**WHAT THE TASK REQUIRES:** Below are records to be output exactly, every one of them.

**DATA SUPPLIED:**
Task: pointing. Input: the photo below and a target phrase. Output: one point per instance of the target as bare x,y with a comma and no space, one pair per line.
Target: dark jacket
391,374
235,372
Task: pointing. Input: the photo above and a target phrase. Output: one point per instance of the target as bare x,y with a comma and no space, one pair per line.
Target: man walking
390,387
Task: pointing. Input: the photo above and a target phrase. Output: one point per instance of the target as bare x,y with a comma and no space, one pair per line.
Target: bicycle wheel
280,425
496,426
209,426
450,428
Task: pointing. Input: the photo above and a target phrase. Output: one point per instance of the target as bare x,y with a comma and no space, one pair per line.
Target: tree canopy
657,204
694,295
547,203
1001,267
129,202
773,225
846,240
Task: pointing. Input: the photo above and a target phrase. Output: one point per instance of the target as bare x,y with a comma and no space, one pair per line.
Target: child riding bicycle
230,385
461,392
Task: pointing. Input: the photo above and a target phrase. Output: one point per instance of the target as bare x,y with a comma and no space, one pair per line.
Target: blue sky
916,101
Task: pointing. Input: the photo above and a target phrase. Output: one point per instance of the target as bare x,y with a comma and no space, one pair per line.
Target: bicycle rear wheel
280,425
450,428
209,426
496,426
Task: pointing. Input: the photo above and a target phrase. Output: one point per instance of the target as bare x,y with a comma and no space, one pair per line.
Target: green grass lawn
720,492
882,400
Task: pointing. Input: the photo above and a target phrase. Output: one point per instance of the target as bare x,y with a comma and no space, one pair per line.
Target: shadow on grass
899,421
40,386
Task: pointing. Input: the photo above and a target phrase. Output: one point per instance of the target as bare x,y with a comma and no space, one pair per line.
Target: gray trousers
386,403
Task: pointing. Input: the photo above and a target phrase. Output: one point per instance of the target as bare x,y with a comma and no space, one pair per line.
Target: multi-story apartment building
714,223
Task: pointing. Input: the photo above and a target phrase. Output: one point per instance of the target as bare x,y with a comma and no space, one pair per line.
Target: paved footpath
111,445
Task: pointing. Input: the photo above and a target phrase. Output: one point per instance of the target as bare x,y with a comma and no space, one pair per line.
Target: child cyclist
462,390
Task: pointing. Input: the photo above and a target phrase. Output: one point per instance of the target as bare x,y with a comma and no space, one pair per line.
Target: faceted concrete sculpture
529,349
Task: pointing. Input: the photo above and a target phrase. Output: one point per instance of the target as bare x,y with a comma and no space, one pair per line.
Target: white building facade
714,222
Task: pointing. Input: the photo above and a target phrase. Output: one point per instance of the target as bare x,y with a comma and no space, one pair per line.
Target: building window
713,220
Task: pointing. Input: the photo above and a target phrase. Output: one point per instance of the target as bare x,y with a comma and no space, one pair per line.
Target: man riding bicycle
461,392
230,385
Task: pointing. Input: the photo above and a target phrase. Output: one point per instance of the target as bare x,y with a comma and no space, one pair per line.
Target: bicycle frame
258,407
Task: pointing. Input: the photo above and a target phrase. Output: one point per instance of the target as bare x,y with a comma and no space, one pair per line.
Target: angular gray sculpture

**RESULT FOR THIS TASK:**
Task: pointing. Input: the photo below and a target phrase. Output: one point per instance of the target as bare x,y with a comma and no space, one pair per line.
Target: dark jacket
391,374
235,372
Task: pointing. Input: the photo above and a target phrase. Output: one point per instance of the target as bare x,y with a comma and no space, one pair per line.
Target: man walking
390,387
Task: pointing. Input: the photo above and a target phrase. Output: one point per instance of the target as bare x,y with a comma and no space, one pair per line.
Target: bicycle wheel
280,425
496,426
209,426
450,428
Task: pointing. Input: the photo above and a target phrase. Output: one point per instance of the target as bare x,y with a comma and no space, one pair per line.
Target: tree canopy
657,204
694,295
547,203
1001,267
129,202
773,225
846,240
Task: pointing. Input: the photo above and a target phrase. Output: one point per instance of the target as bare x,y with a comma and no space, one pair per line.
Target: child riding bicycle
230,385
461,392
Task: pointing. Input: the photo above and a target phrase. Output: one point per instance of the target as bare x,y with a comma and no space, one pair per line.
Target: blue sky
916,101
Task: pointing. Input: the photo above and a target phrase. Output: one point per instance of the target as bare x,y with a comma and no space, one pair per line.
Target: bicycle rear wheel
280,425
450,428
209,426
496,426
Task: pointing. Input: the photo above and a target phrase. Output: one point per instance of the target as bare x,y with a comma and no space, one pair per line.
Target: green grass lawn
720,492
882,400
Task: pointing. Input: the photo above and a target phrase. Output: one point per instance of the target as bare x,y with a comma and no space, one pair per line.
Target: shadow on grass
899,421
40,386
Task: pointing. Input: the photo above and a target phrase. Output: one point per instance of the target as bare x,y with a comma and no space, one pair per line.
Target: gray trousers
386,403
Task: pointing. Input: the photo above and a target phrase. Output: one point per instance of the target as bare x,y with a comma and no space, one pair per line.
Target: multi-story apartment building
714,223
Task: pointing. Input: the photo above and a target phrase. Output: one point per instance of the target as bare x,y with a comma and no space, one pair per line.
Target: paved footpath
111,445
Task: pointing. Input: the photo above and a target phrase. Output: one point per instance of the target as bare x,y with a comma and no space, one pair per line.
Target: child cyclist
462,390
Task: pointing. Input: the photo above and a target phrase. Output: one point per instance of the target as bare x,y with a comma and no space, one pair per line.
Target: faceted concrete sculpture
529,349
Task: pointing. Input: the photo above and a target phrase. Output: one point per instance of the target as bare x,y with a comma and no space, one pair per line.
Target: white building facade
714,222
Task: pointing. Input: the photo above and a target phrase. Output: one point per instance of the target as bare x,y with a comma and no space, one pair per line.
Target: building window
713,220
Task: pointing. Input: the photo above and a target phrase. Output: one point per instance of the target as bare x,y with a comma and no space, one pair per line.
Target: man riding bicycle
461,392
230,385
Task: pointing. Input: the photo above and a target phrase. Output: one point per instance of the target as bare x,y with a comma and no space, one pair per line.
Target: bicycle frame
258,407
Task: pointing. Input: the photo above and a target phrase. Output: one point per instance of the target as bare x,y with a comma and no space, one pair per line.
Target: angular gray sculpture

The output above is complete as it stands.